--- Data extracts Enclosed Below ---
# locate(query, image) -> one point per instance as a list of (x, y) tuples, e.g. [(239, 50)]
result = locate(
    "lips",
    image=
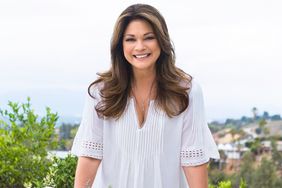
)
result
[(140, 56)]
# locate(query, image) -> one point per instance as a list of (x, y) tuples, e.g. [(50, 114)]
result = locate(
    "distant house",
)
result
[(232, 151)]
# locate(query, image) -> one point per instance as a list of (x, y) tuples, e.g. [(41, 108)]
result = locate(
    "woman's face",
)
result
[(140, 45)]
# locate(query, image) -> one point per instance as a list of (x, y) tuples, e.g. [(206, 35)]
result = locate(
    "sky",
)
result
[(51, 51)]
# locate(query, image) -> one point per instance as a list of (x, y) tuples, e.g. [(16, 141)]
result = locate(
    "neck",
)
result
[(143, 79)]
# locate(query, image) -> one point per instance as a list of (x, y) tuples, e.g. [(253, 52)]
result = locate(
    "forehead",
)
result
[(138, 26)]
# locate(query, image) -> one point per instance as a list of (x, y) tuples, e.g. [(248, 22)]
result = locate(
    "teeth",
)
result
[(141, 56)]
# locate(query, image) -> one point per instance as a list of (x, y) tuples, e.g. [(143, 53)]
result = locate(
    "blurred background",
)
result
[(51, 50)]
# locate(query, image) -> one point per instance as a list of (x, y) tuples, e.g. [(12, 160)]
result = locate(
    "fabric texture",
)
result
[(151, 156)]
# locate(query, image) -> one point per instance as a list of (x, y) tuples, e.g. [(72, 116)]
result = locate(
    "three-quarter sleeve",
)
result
[(197, 143), (88, 141)]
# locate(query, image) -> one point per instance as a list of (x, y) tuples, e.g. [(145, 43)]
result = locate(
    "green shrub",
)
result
[(24, 140), (62, 172)]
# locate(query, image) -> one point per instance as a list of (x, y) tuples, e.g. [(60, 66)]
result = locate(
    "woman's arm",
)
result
[(197, 176), (85, 172)]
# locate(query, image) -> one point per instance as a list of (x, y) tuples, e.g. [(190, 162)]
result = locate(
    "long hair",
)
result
[(172, 96)]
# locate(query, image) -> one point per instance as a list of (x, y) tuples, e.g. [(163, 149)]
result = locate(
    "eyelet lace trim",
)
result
[(92, 145), (190, 154), (193, 157)]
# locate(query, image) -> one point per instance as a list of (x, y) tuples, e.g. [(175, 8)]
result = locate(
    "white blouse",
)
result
[(147, 157)]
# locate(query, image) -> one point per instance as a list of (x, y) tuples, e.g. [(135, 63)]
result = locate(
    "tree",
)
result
[(255, 113), (265, 175), (247, 168), (24, 139)]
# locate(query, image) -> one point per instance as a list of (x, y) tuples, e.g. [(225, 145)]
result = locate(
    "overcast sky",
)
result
[(51, 50)]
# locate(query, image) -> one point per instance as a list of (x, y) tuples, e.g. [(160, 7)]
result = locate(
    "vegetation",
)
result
[(25, 140), (24, 143)]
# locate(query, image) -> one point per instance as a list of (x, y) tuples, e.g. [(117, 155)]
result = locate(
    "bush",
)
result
[(62, 172), (24, 140)]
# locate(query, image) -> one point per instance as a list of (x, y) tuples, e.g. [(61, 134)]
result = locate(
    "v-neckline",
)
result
[(143, 124)]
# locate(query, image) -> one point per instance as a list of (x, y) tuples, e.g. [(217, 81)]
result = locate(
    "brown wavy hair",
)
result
[(172, 96)]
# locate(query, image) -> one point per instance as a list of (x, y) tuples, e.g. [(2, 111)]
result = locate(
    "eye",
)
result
[(150, 38), (130, 40)]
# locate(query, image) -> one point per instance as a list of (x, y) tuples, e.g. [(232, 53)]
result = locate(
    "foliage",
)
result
[(265, 175), (66, 135), (247, 167), (228, 184), (62, 172), (24, 140)]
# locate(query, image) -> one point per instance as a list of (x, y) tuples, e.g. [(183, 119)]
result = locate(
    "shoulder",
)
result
[(94, 90)]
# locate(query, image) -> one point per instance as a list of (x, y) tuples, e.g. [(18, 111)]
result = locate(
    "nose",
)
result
[(140, 45)]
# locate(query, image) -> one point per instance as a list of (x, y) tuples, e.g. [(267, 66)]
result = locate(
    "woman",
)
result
[(143, 124)]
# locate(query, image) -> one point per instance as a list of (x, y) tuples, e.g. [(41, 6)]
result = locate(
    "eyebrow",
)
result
[(131, 35)]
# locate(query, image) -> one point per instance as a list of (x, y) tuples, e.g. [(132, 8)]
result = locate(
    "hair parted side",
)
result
[(172, 96)]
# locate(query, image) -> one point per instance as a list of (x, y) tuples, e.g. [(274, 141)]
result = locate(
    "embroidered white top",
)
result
[(151, 156)]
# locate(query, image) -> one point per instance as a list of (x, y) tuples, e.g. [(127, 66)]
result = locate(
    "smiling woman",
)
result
[(143, 123), (140, 46)]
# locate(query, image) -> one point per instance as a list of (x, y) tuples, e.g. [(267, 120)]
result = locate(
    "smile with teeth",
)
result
[(141, 55)]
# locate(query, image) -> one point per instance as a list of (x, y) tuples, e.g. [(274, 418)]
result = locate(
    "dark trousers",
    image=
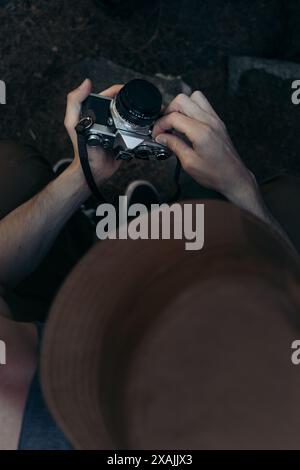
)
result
[(24, 172)]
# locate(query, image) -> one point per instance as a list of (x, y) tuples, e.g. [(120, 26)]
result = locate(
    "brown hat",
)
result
[(150, 346)]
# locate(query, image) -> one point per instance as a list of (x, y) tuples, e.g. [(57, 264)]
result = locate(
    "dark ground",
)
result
[(42, 45)]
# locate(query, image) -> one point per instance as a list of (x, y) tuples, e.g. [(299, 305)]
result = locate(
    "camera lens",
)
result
[(143, 152), (139, 102)]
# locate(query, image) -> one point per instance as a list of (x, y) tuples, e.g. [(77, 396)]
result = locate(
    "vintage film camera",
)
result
[(122, 124)]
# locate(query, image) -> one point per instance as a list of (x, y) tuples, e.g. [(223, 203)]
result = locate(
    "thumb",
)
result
[(74, 100), (181, 149)]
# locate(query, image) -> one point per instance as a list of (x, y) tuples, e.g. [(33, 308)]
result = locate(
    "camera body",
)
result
[(123, 124)]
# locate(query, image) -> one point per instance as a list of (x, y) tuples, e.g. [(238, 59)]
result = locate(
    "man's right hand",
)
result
[(209, 155)]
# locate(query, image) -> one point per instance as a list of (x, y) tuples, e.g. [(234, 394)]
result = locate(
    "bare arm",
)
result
[(211, 158), (28, 232)]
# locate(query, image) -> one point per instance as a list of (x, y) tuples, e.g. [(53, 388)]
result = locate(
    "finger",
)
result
[(185, 105), (203, 102), (181, 149), (181, 123), (112, 91), (74, 100)]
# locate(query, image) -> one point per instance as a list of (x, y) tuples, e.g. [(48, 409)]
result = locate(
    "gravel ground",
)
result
[(42, 41)]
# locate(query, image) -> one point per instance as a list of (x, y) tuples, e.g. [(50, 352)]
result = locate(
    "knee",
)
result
[(23, 173)]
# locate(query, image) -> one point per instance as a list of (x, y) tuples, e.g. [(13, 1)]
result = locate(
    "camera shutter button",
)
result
[(94, 140)]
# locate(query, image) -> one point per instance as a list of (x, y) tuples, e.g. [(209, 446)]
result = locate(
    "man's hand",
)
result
[(209, 155), (102, 163)]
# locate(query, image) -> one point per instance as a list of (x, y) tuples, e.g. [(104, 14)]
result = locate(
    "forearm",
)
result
[(250, 199), (27, 233)]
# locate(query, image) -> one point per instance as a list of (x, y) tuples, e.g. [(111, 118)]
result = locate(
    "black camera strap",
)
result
[(81, 128)]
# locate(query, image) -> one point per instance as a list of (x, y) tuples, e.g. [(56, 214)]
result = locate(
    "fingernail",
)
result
[(161, 139), (83, 83)]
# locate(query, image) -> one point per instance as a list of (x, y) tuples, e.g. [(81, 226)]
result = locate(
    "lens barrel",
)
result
[(139, 102)]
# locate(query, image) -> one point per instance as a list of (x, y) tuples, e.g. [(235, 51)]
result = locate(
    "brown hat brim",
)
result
[(107, 284)]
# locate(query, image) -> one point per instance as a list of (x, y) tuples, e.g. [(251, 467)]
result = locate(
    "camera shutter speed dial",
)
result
[(94, 140)]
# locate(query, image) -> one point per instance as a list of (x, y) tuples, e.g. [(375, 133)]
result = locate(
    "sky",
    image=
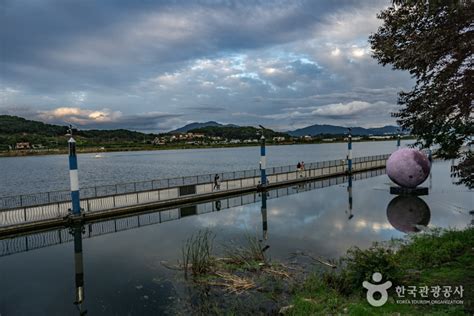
--- End of Enclosed Data extracts ---
### Exercise directions
The line containing "e.g. [(41, 108)]" marks the end; please output exactly the lines of the listing above from its first line through that line, without pictures.

### Written solution
# locate(query, image) -> one point per instance as a list of (x, y) tuples, e.g. [(239, 50)]
result = locate(
    "lips",
    image=
)
result
[(140, 56)]
# locate(query, image) -> one point per instance as a list of (x, y) tuples, e.g. [(50, 114)]
result = locate(
    "distant house",
)
result
[(232, 151)]
# locate(query, image) -> one point per instance as a list of (x, y) tuples, e.g. [(41, 108)]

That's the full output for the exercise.